--- Begin RECORD SET ---

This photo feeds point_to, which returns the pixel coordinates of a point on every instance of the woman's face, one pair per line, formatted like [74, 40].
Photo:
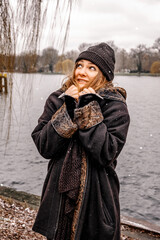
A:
[85, 72]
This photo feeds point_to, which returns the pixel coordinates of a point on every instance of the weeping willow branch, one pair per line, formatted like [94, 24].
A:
[26, 26]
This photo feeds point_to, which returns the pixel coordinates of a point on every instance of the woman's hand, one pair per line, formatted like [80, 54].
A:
[86, 91]
[73, 92]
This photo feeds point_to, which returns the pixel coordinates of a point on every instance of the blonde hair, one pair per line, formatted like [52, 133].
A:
[99, 82]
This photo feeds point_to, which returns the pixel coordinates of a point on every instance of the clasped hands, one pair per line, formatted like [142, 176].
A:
[74, 92]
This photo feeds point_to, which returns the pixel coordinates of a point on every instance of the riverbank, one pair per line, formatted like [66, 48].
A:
[18, 211]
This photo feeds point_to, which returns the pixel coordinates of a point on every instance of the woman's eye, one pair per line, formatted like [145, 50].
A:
[92, 68]
[79, 65]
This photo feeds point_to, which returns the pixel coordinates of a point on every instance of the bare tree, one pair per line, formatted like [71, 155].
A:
[138, 55]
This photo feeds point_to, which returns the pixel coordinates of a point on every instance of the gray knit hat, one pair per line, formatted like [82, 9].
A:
[102, 55]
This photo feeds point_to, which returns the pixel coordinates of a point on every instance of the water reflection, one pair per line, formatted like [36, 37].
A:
[23, 168]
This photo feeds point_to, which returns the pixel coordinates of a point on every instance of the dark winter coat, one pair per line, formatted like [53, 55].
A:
[100, 126]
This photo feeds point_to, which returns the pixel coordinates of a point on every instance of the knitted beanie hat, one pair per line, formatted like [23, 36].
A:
[102, 55]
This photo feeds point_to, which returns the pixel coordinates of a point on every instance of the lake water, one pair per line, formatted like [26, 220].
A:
[138, 165]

--- End RECORD SET ---

Give again, word for word, every line from the one holding "like [94, 24]." to the end of the data.

This photo feeds point_to, which returns the pixel coordinates of a point on every instance of the weeping willow branch, one pair per line, formatted like [94, 24].
A:
[26, 26]
This photo feeds point_to, which returns the pixel coordinates of a point on every instance of the woman's hand, one pair per line, formatted like [80, 54].
A:
[86, 91]
[73, 92]
This photo feeds point_to, which returns the pixel coordinates of a point on every instance of the blonde hair, one pair per line, formatted like [52, 133].
A:
[99, 82]
This photo feeds point_to, which returns the pixel coordinates of a point on every instance of the clasped hands, one pair per line, formatted like [142, 176].
A:
[74, 92]
This photo feeds point_to, which returns the pixel coordinates of a point on every instance of the riverbank, one pair per line, formatted like [66, 48].
A:
[18, 211]
This photo feeds point_to, which returns the pixel coordinates of a point on every instance of the woman's eye, one pair per line, formatted like [145, 50].
A:
[92, 68]
[79, 65]
This photo feeds point_to, which returns the pixel coordinates of a point on every instance of the bare tree, one pair per line, formatted like [71, 155].
A:
[138, 55]
This photo feeds point_to, which returns the pixel coordinates of a point on every instance of the gray knit hat, one pair per line, formatted like [82, 9].
A:
[102, 55]
This photo feeds point_to, which returns the pixel coordinates of a point on every instance of the water reflection, one pair per line, formatted like [36, 37].
A:
[23, 168]
This photo feeds point_to, which returns the pixel coordinates of a point on every instance of the dark winter coat, one pair per line, formatted like [53, 55].
A:
[100, 126]
This photo feeds point_to, which returns the pixel coordinates of a point on every instance of the knitted beanie hat, one pair per line, formatted like [23, 36].
A:
[102, 55]
This photo feeds point_to, which returns the pixel coordinates of a point on every instance of the lake water, one pair per line, formatted like [26, 220].
A:
[138, 165]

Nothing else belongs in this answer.